リタ・オチョア(Rita Ochoa)氏
ポルトガル出身。AFLアーキテクツ(AFL Architects) シニア・アソシエイト・アーキテクト。大規模複合型スタジアムやアリーナなどのデザイン・設計を担当する欧州屈指のプロジェクト・アーキテクト。UEFA受賞のプロジェクトなど、多くのスポーツ施設の設計に参加している。現在は「ブレントフォード・コミュニティ・スタジアム」と「スウォンジー・デジタル・アリーナ」の設計プロジェクトを率いているほか、2022年FIFAワールドカップのメインスタジアムである「ルサイル・スタジアム」の設計でカタール政府のプロジェクトにも参加している。

ルサイル・スタジアム
W杯カタール大会のメインになるルサイル・スタジアム
(画像:AFL Architects)

コンコースが美術館に!? スタジアムの多彩な活用アイデア

―将来、サッカースタジアムはどのような姿になると思いますか?

リタ:これから20~30年後には、自動運転車のカーシェアリングが人々の足となり、駐車場の需要は大きく減るだろうと考えています。それによって空いたスペースに、試合のない日でも気軽にスポーツや社交を楽しめる場所が生まれるのではないでしょうか。

テクノロジーの分野では、顔認証技術によりセキュリティ上のリスクが減少することで、スタジアム入場から座席に着くまでの時間の短縮が見込まれます。すでに物理的な紙のチケットの販売所は減ってきており、電子チケットが主流になっていますからね。

- [名前付き対象を指し示すエントリー]

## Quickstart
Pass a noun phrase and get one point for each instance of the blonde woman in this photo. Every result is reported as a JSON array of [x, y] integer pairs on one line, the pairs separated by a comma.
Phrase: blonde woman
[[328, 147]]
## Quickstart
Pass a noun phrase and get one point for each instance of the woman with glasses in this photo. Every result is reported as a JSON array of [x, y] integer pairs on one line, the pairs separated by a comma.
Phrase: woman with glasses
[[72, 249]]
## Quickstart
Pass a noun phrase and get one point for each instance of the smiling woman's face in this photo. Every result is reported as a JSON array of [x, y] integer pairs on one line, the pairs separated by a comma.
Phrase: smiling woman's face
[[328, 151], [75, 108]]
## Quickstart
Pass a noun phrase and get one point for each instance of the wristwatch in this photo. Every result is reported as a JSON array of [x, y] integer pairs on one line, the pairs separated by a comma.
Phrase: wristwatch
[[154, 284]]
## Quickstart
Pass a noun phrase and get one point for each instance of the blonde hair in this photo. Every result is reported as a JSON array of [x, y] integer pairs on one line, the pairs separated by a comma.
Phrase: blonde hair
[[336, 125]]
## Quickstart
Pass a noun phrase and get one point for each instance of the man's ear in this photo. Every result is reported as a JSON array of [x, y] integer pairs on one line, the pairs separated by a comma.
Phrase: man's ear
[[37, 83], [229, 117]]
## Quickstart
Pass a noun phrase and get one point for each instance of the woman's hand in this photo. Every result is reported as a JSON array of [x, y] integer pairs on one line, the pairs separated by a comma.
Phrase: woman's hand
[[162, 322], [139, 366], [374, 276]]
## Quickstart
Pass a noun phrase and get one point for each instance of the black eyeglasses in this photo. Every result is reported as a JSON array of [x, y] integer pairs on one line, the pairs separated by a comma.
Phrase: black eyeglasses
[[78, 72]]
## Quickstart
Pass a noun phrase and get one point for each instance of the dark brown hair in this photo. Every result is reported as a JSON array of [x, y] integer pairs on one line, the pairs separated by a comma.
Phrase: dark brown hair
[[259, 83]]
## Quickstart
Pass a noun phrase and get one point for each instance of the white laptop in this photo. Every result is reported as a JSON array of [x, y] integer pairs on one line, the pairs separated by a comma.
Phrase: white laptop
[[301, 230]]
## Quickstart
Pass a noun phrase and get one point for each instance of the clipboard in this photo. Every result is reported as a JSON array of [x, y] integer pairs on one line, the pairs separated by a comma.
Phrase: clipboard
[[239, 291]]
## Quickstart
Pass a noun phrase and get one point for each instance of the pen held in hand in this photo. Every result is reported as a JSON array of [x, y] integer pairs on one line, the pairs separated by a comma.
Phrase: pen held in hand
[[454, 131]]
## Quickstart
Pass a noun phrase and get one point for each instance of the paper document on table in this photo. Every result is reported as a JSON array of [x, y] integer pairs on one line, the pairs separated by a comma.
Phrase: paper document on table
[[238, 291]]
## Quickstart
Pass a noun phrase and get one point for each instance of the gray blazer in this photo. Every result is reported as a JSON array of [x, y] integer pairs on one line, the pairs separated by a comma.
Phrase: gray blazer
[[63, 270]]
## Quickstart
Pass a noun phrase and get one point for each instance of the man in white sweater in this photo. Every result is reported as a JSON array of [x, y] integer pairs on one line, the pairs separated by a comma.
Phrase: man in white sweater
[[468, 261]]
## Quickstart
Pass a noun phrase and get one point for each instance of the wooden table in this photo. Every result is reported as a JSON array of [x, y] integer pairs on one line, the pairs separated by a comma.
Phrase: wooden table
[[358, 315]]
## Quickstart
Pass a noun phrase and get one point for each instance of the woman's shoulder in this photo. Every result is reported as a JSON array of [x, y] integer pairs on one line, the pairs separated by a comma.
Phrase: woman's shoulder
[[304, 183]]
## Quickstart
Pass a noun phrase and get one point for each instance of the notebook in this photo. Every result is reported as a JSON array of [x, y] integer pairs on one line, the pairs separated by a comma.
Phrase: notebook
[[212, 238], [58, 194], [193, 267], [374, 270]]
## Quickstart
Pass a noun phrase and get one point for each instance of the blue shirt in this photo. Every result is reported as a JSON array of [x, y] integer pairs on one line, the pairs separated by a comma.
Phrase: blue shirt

- [次の作業]
A. スタジアムの記事から、「リタ・オチョア(Rita Ochoa)氏」から下へ「が主流になっていますからね。」までのすべてを一字一句変えずに複製してください。
B. エントリーの先頭から「[[336, 125]]」を含む行までのすべて(両端を含む)を、列名「文面」と「応答」の2列のCSVとして示してください。各エントリーを1行とし、文面と応答はそれぞれ二重引用符で囲んだ1つのフィールドに入れて改行は空白に置き換え、この範囲のエントリーだけを載せてください。

- [作業ごとの結果]
A.
リタ・オチョア(Rita Ochoa)氏
ポルトガル出身。AFLアーキテクツ(AFL Architects) シニア・アソシエイト・アーキテクト。大規模複合型スタジアムやアリーナなどのデザイン・設計を担当する欧州屈指のプロジェクト・アーキテクト。UEFA受賞のプロジェクトなど、多くのスポーツ施設の設計に参加している。現在は「ブレントフォード・コミュニティ・スタジアム」と「スウォンジー・デジタル・アリーナ」の設計プロジェクトを率いているほか、2022年FIFAワールドカップのメインスタジアムである「ルサイル・スタジアム」の設計でカタール政府のプロジェクトにも参加している。

ルサイル・スタジアム
W杯カタール大会のメインになるルサイル・スタジアム
(画像:AFL Architects)

コンコースが美術館に!? スタジアムの多彩な活用アイデア

―将来、サッカースタジアムはどのような姿になると思いますか?

リタ:これから20~30年後には、自動運転車のカーシェアリングが人々の足となり、駐車場の需要は大きく減るだろうと考えています。それによって空いたスペースに、試合のない日でも気軽にスポーツや社交を楽しめる場所が生まれるのではないでしょうか。

テクノロジーの分野では、顔認証技術によりセキュリティ上のリスクが減少することで、スタジアム入場から座席に着くまでの時間の短縮が見込まれます。すでに物理的な紙のチケットの販売所は減ってきており、電子チケットが主流になっていますからね。

B.
文面,応答
"## Quickstart Pass a noun phrase and get one point for each instance of the blonde woman in this photo. Every result is reported as a JSON array of [x, y] integer pairs on one line, the pairs separated by a comma. Phrase: blonde woman","[[328, 147]]"
"## Quickstart Pass a noun phrase and get one point for each instance of the woman with glasses in this photo. Every result is reported as a JSON array of [x, y] integer pairs on one line, the pairs separated by a comma. Phrase: woman with glasses","[[72, 249]]"
"## Quickstart Pass a noun phrase and get one point for each instance of the smiling woman's face in this photo. Every result is reported as a JSON array of [x, y] integer pairs on one line, the pairs separated by a comma. Phrase: smiling woman's face","[[328, 151], [75, 108]]"
"## Quickstart Pass a noun phrase and get one point for each instance of the wristwatch in this photo. Every result is reported as a JSON array of [x, y] integer pairs on one line, the pairs separated by a comma. Phrase: wristwatch","[[154, 284]]"
"## Quickstart Pass a noun phrase and get one point for each instance of the blonde hair in this photo. Every result is reported as a JSON array of [x, y] integer pairs on one line, the pairs separated by a comma. Phrase: blonde hair","[[336, 125]]"